-- Start of Excerpted text --
Monday, October 18, 2010

Jucifer - Throned in Blood

Jucifer is easily one of the more interesting metal acts still active today.  Formed in 1993, this husband-and-wife team have both toured relentlessly in the US and churned out around 10 albums and EPs in the past 17 years. Frankly, what gives them staying power is a wonderful sense of variety and experimentation, with the technical ability to back it up. The bands roots are in punk and sludge, but each album sees the introduction of much more melodic and conceptual motifs, that is, until this 2010 release. To be as forward as possible: If you like raw, evil sounding music, go buy this album, you don't even need the rest of this review. If, however, you are expecting the same kind of variety and sonic space to be found on albums like If Thine Enemy Hunger and L 'Autrichienne, you are going to be at worst, disappointed, and at best, awestruck.
-- End of Excerpted text --
## Stated problem 1
Switch "innermost" to "most central" in the part of the listing that opens with the line containing "the yellow flower?" and runs through the end of the listing. Write out only that part, with nothing else changed.
The review and the listing are unrelated to each other.
-- Start of Raw data --
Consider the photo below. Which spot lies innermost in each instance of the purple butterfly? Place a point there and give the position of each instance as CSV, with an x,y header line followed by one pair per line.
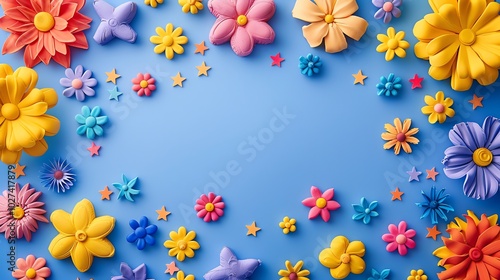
x,y
231,268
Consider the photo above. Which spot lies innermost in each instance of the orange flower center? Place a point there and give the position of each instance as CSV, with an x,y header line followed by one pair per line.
x,y
44,21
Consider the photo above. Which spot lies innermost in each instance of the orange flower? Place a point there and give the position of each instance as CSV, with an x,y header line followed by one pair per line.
x,y
47,28
399,135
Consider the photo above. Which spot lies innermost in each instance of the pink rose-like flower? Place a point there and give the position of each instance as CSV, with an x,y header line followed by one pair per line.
x,y
399,238
143,84
31,269
321,203
242,22
210,207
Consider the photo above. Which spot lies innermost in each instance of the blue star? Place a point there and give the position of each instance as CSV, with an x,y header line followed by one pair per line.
x,y
115,22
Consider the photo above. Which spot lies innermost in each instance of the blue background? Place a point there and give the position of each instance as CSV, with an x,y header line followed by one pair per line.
x,y
175,139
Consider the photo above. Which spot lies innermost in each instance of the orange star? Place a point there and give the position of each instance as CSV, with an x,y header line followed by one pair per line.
x,y
162,213
396,194
105,193
476,102
433,232
252,229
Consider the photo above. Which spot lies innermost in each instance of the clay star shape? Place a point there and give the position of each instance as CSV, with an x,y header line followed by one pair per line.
x,y
115,22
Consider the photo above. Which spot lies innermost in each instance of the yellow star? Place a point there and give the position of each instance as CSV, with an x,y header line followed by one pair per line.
x,y
162,213
252,229
178,79
112,76
359,78
203,69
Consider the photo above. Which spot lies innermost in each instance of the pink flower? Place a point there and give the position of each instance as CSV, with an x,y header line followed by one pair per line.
x,y
399,238
242,22
209,207
31,269
321,203
24,215
144,84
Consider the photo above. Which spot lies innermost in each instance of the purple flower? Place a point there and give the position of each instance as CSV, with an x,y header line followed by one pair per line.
x,y
476,155
78,83
387,9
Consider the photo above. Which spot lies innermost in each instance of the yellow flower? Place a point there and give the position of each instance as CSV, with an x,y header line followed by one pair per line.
x,y
461,40
439,108
192,6
288,225
343,257
294,272
169,41
392,43
81,235
23,122
181,244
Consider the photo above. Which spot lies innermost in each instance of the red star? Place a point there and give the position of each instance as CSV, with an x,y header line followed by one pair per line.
x,y
416,82
277,59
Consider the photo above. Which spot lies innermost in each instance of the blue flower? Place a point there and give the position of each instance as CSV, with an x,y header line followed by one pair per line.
x,y
127,188
90,122
310,64
434,205
57,174
365,210
389,86
143,233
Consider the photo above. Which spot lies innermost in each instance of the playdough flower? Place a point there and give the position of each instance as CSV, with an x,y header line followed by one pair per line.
x,y
181,244
294,272
387,9
169,41
399,238
46,28
31,268
461,40
330,20
22,219
399,135
321,203
210,207
90,122
23,119
343,257
392,43
439,108
143,84
243,23
78,83
475,155
82,235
-- End of Raw data --
## Stated problem 2
According to the review of Throned in Blood, in what year was Jucifer formed?

## Complete output 1
Consider the photo above. Which spot lies most central in each instance of the yellow flower? Place a point there and give the position of each instance as CSV, with an x,y header line followed by one pair per line.
x,y
461,40
439,108
192,6
288,225
343,257
294,272
169,41
392,43
81,235
23,122
181,244
Consider the photo above. Which spot lies most central in each instance of the red star? Place a point there and give the position of each instance as CSV, with an x,y header line followed by one pair per line.
x,y
416,82
277,59
Consider the photo above. Which spot lies most central in each instance of the blue flower? Place a point there and give the position of each instance as CSV, with an x,y header line followed by one pair per line.
x,y
127,188
90,122
310,64
434,205
57,174
365,210
389,86
143,233
Consider the photo above. Which spot lies most central in each instance of the playdough flower? Place a point there and give the position of each instance as CSV, with an x,y header line followed by one pair per line.
x,y
181,244
294,272
387,9
169,41
399,238
46,28
31,268
461,40
330,20
22,219
399,135
321,203
210,207
90,122
23,119
343,257
392,43
439,108
143,84
243,23
78,83
475,155
82,235

## Complete output 2
1993